> **SOURCE TEXT**:

Greatest Hits Radio North East is a local radio station serving North East England, as part of Bauer’s Greatest Hits Radio network.

History

Great North Radio (also known as G.N.R) was formed in March 1989 using the AM frequencies of Metro Radio and Radio Tees. This happened after the Metro Radio group decided to split the FM and AM frequencies up.

GNR's output consisted of mellow music from the 1950s through to the 1980s, including current hits that fitted the format. There were also specialist programmes each evening, including Country Music, Jazz, and Classical.

In 1996, Emap bought Metro Radio and at the start of 1997, Emap decided to scrap Great North Radio and replaced it with local stations under the brand name of Magic, with a new format of Hot Adult Contemporary music. Magic 1152 launched on 19 February 1998.

In December 2001, Emap decided that it was more economical for the Magic network to share off-peak programmes and in line with the other Magic AM stations began networking between 10am-2pm, and 7pm-6am. During these hours it was simply known as Magic, although there were local commercial breaks, and local news on the hour.

> **DATASET EXCERPTS**:
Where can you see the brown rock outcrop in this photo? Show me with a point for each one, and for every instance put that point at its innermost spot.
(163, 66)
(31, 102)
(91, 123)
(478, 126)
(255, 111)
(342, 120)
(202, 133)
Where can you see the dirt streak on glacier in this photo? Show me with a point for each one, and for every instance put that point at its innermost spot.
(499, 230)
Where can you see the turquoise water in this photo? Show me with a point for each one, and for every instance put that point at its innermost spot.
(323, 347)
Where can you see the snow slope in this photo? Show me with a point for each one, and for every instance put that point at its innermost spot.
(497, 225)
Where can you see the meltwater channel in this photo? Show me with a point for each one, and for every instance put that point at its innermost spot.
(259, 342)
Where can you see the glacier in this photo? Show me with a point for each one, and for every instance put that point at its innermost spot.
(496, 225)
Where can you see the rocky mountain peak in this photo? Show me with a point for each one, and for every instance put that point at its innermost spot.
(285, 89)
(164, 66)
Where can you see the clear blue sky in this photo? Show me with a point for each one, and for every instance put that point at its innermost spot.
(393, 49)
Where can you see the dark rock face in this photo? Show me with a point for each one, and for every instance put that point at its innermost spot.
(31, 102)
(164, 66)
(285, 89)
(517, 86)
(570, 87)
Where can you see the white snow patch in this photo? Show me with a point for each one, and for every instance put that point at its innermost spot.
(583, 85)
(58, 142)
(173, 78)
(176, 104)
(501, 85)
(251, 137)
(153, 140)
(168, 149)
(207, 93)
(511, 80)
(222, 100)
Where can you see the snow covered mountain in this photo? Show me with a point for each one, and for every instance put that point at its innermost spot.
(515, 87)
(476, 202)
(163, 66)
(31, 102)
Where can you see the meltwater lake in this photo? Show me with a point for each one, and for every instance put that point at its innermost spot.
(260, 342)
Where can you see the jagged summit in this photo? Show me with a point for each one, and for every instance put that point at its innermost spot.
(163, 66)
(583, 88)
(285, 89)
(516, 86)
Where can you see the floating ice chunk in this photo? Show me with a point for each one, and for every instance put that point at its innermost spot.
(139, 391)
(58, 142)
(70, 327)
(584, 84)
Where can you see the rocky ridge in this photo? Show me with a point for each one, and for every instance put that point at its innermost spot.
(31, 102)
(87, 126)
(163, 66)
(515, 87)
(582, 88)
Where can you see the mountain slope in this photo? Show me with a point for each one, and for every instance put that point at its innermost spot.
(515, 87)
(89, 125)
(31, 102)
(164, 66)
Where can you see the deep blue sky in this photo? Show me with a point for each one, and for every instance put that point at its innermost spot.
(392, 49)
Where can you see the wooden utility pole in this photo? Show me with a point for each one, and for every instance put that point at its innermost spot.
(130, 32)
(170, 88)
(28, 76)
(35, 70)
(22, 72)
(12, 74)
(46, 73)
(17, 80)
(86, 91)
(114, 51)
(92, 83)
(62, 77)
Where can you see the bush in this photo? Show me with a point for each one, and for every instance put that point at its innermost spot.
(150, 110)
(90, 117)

> **GIVEN TASK**:
Reproduce the full text on Greatest Hits Radio North East word for word. Rely only on the text about Greatest Hits Radio North East.

> **SOLUTION FOR THIS PROBLEM**:
Greatest Hits Radio North East is a local radio station serving North East England, as part of Bauer’s Greatest Hits Radio network.

History

Great North Radio (also known as G.N.R) was formed in March 1989 using the AM frequencies of Metro Radio and Radio Tees. This happened after the Metro Radio group decided to split the FM and AM frequencies up.

GNR's output consisted of mellow music from the 1950s through to the 1980s, including current hits that fitted the format. There were also specialist programmes each evening, including Country Music, Jazz, and Classical.

In 1996, Emap bought Metro Radio and at the start of 1997, Emap decided to scrap Great North Radio and replaced it with local stations under the brand name of Magic, with a new format of Hot Adult Contemporary music. Magic 1152 launched on 19 February 1998.

In December 2001, Emap decided that it was more economical for the Magic network to share off-peak programmes and in line with the other Magic AM stations began networking between 10am-2pm, and 7pm-6am. During these hours it was simply known as Magic, although there were local commercial breaks, and local news on the hour.